# EXERCISE BRIEF:
Reproduce the entries from their very first line through the line containing "column 36, row 243", with that line included.

━━━━━ INPUT RECORDS

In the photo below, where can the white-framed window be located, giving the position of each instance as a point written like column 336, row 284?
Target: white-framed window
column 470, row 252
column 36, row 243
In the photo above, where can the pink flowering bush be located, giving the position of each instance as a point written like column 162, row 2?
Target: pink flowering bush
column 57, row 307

━━━━━━━━━━

# CORRECT ANSWER:
In the photo below, where can the white-framed window be located, giving the position of each instance as a point written like column 336, row 284?
Target: white-framed window
column 470, row 252
column 36, row 243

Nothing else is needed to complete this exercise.